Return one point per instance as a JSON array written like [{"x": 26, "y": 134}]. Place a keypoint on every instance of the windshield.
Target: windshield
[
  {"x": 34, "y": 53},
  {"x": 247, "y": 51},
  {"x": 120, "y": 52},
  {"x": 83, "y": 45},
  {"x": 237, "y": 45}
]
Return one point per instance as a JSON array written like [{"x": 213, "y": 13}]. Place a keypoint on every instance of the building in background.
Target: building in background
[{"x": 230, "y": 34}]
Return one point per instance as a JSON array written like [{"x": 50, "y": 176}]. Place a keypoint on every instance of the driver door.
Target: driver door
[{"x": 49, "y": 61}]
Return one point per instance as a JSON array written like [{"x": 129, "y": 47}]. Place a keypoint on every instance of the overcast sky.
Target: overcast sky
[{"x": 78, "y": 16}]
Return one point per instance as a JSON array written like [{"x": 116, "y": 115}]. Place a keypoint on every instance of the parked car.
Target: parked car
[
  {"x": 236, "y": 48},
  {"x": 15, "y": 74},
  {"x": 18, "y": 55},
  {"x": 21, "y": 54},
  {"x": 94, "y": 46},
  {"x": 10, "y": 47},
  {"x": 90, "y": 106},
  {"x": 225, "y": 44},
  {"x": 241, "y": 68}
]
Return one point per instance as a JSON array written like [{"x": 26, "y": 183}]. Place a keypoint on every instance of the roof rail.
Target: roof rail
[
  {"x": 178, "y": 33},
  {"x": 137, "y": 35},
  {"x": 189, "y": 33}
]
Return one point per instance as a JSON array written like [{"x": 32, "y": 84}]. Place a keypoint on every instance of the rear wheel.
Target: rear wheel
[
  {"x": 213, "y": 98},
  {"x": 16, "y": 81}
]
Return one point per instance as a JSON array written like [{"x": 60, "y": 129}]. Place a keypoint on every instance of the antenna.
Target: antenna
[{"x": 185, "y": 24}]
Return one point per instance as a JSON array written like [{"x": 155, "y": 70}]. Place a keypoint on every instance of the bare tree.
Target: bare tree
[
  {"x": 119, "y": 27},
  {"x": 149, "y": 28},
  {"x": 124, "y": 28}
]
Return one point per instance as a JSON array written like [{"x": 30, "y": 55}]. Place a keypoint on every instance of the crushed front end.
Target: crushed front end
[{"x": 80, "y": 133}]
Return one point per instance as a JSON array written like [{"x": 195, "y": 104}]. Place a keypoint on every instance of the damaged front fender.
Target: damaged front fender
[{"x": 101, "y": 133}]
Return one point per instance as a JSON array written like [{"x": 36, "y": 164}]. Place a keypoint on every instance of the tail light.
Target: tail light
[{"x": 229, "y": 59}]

| Problem requirements |
Starting from the first line above, copy the data through to the last line exactly.

| Expected output |
Return one point per instance as a JSON array written like [{"x": 26, "y": 134}]. Place a keypoint on every instance of the windshield.
Target: windshield
[
  {"x": 34, "y": 53},
  {"x": 247, "y": 51},
  {"x": 120, "y": 52},
  {"x": 83, "y": 45},
  {"x": 237, "y": 45}
]
Return one point per instance as a JSON array written like [{"x": 213, "y": 13}]. Place a keypoint on every instance of the building in background.
Target: building in background
[{"x": 230, "y": 34}]
Return one point per instance as a JSON array written like [{"x": 50, "y": 176}]. Place a keypoint on every instance of the driver door.
Target: driver door
[{"x": 49, "y": 61}]
Return one point per instance as a JSON array written like [{"x": 129, "y": 47}]. Place a keypoint on every instance of the overcast sky.
Target: overcast sky
[{"x": 78, "y": 16}]
Return one point per instance as a JSON array written like [{"x": 116, "y": 115}]. Place a keypoint on every instance of the parked car.
Target: parked car
[
  {"x": 236, "y": 48},
  {"x": 15, "y": 74},
  {"x": 18, "y": 55},
  {"x": 21, "y": 54},
  {"x": 94, "y": 46},
  {"x": 10, "y": 47},
  {"x": 90, "y": 106},
  {"x": 225, "y": 44},
  {"x": 241, "y": 68}
]
Return one point per instance as a JSON array written like [{"x": 26, "y": 183}]. Place a keypoint on every instance of the roof rail.
Target: roof rail
[
  {"x": 178, "y": 33},
  {"x": 137, "y": 35},
  {"x": 189, "y": 33}
]
Return one point per instance as a JSON array written like [{"x": 32, "y": 84}]. Place a keypoint on every instance of the rear wheel.
Target: rear wheel
[
  {"x": 213, "y": 98},
  {"x": 16, "y": 81}
]
Return one point per instance as a JSON array written like [{"x": 60, "y": 129}]. Place a keypoint on every instance of the antenna.
Target: antenna
[{"x": 185, "y": 24}]
Return one point per instance as a JSON array written like [{"x": 155, "y": 70}]. Place a keypoint on every instance of the bare tree.
Target: bare tree
[
  {"x": 119, "y": 27},
  {"x": 149, "y": 28},
  {"x": 124, "y": 28}
]
Return one point per instance as a JSON array written like [{"x": 30, "y": 55}]. Place a keypoint on every instance of the crushed front end.
Target: crushed front end
[{"x": 80, "y": 133}]
Return one point per instance as a JSON array written like [{"x": 195, "y": 104}]. Place a keypoint on every instance of the damaged front fender.
Target: damaged front fender
[{"x": 101, "y": 133}]
Return one point per instance as a JSON array written like [{"x": 36, "y": 164}]. Place a keypoint on every instance of the tail light.
Target: tail light
[{"x": 229, "y": 59}]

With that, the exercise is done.